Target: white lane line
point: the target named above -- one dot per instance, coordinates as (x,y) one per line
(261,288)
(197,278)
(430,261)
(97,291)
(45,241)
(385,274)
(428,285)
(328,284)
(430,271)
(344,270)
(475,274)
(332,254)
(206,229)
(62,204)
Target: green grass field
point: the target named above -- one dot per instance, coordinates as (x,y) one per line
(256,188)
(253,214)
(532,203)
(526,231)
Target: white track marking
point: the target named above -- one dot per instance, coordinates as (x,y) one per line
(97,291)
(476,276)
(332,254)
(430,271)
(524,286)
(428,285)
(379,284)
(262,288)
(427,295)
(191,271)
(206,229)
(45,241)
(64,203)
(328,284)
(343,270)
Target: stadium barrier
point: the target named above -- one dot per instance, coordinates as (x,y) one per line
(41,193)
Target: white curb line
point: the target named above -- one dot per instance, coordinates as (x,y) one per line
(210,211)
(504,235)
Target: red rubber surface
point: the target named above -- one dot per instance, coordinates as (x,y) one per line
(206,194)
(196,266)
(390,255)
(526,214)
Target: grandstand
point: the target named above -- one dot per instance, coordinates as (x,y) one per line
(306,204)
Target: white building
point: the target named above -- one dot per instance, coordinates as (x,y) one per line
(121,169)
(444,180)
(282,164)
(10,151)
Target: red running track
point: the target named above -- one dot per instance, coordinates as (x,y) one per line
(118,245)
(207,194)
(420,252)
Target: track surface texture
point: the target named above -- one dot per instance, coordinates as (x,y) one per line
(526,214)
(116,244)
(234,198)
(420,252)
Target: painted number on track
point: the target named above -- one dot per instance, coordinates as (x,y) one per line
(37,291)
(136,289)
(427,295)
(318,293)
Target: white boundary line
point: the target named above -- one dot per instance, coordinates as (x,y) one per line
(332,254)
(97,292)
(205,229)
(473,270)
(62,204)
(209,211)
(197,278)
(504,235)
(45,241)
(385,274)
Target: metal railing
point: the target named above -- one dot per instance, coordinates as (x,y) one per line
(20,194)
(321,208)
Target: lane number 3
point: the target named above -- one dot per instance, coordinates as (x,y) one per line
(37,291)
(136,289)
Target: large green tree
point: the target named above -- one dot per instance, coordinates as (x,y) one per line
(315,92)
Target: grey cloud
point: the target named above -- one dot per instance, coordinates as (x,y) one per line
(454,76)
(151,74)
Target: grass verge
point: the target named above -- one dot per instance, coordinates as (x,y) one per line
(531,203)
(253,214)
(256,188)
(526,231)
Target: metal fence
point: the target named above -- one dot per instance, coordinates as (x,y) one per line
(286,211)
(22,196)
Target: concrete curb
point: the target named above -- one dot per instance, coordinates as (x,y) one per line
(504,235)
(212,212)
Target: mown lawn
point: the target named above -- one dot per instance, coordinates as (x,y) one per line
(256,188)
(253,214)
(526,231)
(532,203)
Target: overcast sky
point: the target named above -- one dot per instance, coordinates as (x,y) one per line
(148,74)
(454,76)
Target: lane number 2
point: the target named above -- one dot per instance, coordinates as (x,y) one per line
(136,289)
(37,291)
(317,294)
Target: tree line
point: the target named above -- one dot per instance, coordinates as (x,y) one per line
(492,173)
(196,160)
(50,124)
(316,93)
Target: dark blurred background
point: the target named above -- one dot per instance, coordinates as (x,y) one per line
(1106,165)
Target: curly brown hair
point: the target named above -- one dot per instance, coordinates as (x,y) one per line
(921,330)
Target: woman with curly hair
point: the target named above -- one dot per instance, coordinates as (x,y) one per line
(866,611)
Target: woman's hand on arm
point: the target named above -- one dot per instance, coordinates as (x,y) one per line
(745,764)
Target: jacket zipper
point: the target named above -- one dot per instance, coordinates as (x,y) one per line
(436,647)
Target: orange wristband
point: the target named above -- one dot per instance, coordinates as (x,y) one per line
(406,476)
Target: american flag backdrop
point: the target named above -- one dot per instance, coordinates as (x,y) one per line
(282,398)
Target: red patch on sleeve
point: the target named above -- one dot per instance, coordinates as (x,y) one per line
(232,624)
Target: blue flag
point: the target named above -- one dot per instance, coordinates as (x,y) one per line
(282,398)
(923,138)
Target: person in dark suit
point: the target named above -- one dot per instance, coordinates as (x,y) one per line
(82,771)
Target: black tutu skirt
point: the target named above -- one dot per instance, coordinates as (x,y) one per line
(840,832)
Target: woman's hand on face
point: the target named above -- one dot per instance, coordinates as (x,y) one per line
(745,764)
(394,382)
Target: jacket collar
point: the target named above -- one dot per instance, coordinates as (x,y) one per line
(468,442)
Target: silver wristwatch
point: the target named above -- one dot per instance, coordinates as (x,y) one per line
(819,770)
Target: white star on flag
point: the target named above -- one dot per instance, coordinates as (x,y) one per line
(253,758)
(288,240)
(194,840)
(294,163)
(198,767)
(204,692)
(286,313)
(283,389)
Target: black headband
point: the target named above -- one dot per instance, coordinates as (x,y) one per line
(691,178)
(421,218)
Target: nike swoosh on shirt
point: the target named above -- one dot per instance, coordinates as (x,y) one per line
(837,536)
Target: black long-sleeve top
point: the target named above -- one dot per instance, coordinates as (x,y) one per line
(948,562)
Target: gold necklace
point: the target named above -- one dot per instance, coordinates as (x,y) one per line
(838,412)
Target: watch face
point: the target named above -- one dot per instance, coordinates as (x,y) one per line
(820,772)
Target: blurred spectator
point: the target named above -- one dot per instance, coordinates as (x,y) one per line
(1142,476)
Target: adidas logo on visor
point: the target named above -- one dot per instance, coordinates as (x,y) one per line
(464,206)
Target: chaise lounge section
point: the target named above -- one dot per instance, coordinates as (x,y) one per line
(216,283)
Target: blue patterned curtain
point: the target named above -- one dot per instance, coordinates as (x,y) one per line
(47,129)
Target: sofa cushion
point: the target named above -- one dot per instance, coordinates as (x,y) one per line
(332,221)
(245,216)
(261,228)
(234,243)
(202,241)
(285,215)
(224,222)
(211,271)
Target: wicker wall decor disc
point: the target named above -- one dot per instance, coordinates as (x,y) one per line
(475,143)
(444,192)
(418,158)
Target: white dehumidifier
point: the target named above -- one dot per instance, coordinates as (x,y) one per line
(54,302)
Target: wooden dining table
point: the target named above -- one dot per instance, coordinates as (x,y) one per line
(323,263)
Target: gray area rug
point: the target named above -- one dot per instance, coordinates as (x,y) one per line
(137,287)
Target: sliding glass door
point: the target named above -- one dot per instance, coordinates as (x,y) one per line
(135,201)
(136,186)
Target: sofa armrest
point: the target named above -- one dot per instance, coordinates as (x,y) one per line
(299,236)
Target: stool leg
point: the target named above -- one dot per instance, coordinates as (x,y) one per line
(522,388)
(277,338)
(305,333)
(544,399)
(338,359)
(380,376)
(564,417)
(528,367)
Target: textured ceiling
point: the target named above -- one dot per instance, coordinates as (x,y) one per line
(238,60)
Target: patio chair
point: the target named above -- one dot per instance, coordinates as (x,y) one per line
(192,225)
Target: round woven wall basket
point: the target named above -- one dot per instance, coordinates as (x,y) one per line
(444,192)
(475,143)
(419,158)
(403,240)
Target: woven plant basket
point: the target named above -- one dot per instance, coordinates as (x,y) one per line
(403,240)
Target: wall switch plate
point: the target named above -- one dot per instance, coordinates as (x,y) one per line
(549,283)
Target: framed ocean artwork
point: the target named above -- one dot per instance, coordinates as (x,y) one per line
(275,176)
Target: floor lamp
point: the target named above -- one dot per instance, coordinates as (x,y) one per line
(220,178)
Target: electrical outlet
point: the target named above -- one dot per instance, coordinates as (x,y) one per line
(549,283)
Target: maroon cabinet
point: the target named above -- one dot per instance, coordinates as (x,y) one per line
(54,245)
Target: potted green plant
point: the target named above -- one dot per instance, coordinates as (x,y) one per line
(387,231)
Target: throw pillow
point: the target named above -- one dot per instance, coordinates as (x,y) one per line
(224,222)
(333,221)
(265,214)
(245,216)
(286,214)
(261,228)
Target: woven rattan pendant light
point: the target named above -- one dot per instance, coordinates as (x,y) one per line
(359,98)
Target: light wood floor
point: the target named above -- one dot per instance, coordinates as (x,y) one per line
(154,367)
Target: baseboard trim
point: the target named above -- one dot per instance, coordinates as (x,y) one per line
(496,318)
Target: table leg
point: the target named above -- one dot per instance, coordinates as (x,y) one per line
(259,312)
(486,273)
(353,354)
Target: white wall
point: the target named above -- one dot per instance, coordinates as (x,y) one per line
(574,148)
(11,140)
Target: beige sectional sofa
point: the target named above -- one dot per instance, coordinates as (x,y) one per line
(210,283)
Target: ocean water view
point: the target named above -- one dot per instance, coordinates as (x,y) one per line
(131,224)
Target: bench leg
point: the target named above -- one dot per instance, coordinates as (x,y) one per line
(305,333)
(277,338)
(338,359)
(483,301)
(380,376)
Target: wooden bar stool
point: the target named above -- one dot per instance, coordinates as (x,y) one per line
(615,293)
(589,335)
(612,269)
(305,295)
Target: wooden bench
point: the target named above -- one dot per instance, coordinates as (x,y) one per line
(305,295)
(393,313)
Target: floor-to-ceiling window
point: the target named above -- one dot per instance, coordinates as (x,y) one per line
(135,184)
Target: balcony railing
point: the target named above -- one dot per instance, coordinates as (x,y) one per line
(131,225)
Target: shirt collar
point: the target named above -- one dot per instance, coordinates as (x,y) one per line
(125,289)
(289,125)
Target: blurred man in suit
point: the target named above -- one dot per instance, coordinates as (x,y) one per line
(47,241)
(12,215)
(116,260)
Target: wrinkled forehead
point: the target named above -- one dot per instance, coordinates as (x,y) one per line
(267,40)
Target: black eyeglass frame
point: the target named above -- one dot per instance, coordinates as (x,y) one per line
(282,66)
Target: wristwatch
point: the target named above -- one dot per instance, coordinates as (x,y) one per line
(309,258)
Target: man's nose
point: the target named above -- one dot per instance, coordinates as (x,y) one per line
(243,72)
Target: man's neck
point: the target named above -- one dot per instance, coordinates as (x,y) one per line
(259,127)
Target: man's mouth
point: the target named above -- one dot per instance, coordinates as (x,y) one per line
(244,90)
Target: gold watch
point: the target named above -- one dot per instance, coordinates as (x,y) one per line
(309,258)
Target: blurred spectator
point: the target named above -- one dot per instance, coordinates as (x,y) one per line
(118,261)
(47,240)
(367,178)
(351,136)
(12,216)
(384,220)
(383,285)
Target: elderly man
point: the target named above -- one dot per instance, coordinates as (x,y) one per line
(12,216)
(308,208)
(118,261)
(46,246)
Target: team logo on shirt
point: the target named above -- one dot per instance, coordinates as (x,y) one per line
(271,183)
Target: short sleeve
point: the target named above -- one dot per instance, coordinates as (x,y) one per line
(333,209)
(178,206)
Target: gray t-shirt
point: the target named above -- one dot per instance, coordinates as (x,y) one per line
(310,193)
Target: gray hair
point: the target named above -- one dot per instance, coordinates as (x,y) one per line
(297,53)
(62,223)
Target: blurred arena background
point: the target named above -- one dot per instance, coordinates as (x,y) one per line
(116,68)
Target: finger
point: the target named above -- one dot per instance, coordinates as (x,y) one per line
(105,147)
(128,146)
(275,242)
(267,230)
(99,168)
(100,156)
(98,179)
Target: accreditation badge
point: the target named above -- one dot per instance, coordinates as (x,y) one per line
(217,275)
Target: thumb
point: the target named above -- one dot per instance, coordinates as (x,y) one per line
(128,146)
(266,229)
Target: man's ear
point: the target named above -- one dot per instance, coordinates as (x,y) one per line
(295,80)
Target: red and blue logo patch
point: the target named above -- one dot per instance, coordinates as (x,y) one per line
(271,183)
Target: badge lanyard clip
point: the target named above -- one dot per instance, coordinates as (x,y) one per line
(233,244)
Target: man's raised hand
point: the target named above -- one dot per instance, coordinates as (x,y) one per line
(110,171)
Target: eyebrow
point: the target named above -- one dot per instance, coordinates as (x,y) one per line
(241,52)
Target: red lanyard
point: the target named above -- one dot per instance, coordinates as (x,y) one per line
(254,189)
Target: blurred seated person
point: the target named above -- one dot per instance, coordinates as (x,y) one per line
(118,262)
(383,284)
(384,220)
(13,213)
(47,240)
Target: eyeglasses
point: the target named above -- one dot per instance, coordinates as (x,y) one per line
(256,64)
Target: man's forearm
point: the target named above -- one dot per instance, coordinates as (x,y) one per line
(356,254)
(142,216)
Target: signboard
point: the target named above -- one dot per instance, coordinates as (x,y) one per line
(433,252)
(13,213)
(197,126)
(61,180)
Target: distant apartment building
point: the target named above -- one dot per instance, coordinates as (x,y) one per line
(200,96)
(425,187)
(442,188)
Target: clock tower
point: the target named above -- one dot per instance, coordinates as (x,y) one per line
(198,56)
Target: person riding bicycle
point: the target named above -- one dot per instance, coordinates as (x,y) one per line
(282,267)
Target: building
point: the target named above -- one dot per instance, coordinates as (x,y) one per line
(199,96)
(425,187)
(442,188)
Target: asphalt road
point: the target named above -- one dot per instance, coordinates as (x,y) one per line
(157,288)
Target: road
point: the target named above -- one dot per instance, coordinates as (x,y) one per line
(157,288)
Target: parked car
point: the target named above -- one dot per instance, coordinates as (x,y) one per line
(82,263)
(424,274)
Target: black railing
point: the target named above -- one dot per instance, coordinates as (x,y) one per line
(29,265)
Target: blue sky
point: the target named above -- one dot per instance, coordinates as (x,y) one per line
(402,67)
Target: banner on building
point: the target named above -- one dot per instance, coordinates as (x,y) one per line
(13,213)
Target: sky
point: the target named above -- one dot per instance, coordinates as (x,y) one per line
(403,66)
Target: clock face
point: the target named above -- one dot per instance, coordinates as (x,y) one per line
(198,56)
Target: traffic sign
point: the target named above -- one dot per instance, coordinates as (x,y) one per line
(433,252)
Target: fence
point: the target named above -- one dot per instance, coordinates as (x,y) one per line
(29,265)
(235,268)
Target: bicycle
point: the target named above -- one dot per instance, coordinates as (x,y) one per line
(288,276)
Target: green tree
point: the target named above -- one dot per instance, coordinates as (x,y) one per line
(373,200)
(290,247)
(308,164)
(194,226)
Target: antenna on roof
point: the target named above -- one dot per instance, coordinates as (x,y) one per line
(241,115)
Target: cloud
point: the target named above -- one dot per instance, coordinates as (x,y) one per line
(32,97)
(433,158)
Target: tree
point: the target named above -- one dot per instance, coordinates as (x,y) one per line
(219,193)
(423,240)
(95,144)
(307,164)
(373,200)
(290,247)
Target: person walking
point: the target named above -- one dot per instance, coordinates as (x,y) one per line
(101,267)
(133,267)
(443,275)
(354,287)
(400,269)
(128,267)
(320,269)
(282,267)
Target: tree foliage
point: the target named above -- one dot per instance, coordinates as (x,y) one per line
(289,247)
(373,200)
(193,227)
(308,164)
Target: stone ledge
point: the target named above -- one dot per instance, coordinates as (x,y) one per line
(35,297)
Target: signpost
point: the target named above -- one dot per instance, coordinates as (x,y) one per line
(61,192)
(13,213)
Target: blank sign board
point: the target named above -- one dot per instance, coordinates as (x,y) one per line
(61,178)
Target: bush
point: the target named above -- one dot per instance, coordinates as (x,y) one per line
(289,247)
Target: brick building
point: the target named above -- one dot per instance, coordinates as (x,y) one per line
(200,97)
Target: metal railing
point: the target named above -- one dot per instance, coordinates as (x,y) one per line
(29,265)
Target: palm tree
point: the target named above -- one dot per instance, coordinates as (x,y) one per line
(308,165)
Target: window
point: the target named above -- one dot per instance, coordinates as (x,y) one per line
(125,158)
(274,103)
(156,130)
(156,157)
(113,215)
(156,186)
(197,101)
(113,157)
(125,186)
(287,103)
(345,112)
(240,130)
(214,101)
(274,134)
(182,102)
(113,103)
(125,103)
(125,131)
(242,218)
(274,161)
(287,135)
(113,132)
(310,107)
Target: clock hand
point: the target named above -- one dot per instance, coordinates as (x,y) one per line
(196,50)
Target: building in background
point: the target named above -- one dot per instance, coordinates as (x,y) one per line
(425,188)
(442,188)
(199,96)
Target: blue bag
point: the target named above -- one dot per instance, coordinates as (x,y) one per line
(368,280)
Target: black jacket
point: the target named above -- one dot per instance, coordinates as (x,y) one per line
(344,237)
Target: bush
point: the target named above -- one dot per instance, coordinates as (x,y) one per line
===
Problem details: Return every line from the one holding "Target: building in background" through the end of the data, exactly as it appears, with both ends kept and nothing else.

Task result:
Target: building in background
point: the target named above -- one dot per instance, coordinates as (x,y) one per line
(425,188)
(442,188)
(199,96)
Target: blue bag
point: the target named above -- one dot per instance, coordinates as (x,y) one per line
(368,280)
Target: black jacket
point: the target named above -- one dot per instance, coordinates as (x,y) one per line
(344,237)
Target: bush
point: the target named above -- one dot per instance, coordinates as (x,y) one per line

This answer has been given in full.